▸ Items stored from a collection
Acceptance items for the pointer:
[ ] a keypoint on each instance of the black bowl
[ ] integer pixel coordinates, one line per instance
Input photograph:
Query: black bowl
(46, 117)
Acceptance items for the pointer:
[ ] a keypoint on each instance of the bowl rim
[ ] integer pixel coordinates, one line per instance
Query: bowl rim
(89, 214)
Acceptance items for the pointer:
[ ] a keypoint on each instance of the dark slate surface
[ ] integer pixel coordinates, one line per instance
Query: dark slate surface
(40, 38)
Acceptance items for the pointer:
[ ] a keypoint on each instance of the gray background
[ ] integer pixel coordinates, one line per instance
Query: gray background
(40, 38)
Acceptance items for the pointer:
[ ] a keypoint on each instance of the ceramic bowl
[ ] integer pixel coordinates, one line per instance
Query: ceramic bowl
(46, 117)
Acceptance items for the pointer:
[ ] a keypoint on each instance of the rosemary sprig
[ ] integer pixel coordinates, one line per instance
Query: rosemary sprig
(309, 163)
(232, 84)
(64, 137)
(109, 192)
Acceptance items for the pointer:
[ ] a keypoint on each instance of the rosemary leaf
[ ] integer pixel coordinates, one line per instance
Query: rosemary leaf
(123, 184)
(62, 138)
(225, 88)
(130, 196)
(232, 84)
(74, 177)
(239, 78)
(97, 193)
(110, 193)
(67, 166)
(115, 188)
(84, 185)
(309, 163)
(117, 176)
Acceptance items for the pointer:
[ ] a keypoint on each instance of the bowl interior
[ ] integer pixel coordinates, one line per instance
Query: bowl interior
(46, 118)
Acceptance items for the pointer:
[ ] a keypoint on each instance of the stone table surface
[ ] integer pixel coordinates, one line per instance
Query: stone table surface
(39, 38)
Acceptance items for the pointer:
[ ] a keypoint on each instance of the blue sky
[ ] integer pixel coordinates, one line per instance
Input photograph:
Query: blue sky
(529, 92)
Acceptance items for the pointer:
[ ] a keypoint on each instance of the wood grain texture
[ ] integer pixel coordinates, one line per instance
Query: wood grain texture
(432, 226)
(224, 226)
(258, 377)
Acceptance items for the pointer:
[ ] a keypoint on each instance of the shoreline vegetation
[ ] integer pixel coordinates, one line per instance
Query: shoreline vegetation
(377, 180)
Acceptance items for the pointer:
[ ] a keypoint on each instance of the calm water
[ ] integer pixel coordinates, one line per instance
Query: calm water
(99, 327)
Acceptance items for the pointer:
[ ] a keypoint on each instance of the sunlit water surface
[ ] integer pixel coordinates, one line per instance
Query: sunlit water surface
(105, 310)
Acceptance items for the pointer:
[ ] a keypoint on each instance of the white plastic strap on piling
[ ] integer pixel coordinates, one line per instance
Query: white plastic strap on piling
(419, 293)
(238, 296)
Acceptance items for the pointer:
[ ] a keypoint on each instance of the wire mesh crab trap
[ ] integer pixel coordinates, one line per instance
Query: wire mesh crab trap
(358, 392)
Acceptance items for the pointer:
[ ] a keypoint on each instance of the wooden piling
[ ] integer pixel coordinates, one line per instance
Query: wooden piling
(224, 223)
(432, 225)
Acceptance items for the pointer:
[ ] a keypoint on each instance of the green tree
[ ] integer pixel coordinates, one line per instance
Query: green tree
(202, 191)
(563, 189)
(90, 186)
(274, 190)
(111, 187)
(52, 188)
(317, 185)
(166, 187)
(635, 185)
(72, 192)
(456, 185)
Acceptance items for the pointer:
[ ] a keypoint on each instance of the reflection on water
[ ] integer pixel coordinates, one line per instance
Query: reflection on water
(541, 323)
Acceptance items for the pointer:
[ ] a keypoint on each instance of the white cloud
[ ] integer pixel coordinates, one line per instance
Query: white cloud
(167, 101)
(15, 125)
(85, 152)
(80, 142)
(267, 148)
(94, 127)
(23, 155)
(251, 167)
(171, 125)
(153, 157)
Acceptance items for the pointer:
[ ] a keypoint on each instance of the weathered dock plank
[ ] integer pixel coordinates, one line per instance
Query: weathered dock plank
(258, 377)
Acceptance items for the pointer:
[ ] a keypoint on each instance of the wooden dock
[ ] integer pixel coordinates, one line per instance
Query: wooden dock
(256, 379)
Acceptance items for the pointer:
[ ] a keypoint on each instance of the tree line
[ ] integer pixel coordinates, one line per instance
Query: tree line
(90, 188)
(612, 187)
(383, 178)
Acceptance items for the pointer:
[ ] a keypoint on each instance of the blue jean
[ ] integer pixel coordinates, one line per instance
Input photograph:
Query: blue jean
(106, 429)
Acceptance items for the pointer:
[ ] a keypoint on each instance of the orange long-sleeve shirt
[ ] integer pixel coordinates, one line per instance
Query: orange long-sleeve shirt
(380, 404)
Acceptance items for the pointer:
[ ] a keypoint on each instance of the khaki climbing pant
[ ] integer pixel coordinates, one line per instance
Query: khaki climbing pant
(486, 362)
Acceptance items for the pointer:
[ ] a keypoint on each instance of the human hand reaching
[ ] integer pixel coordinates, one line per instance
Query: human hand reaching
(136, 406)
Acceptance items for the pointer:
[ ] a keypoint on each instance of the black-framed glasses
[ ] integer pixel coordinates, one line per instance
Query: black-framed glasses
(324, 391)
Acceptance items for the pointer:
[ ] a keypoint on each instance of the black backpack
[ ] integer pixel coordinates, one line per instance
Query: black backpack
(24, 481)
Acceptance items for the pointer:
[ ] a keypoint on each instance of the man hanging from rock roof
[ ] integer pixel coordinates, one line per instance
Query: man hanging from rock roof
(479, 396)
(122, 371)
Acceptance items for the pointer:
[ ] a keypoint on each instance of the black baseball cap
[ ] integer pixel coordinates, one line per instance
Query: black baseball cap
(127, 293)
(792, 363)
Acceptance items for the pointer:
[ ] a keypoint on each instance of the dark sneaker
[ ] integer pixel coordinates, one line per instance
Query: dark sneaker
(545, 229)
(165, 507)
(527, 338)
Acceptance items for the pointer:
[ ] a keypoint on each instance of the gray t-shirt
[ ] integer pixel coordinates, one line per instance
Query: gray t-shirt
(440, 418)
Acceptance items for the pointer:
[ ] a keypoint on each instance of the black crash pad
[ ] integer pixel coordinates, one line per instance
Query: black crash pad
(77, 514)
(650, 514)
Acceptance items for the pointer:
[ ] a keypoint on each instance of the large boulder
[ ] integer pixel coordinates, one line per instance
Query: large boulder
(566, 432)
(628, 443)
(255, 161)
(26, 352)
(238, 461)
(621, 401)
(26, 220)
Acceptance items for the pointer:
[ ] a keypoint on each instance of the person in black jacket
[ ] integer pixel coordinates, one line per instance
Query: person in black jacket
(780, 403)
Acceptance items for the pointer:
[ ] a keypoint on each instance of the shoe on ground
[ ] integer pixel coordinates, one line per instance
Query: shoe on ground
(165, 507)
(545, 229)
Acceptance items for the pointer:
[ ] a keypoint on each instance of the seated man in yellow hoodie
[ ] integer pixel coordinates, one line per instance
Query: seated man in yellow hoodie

▸ WHAT TO DO
Which lines in the entries above contain the word "long"? Pull out every one of them in full.

▸ FULL RESPONSE
[ ] a keypoint on each instance of the orange long-sleeve shirt
Query: orange long-sleeve shirt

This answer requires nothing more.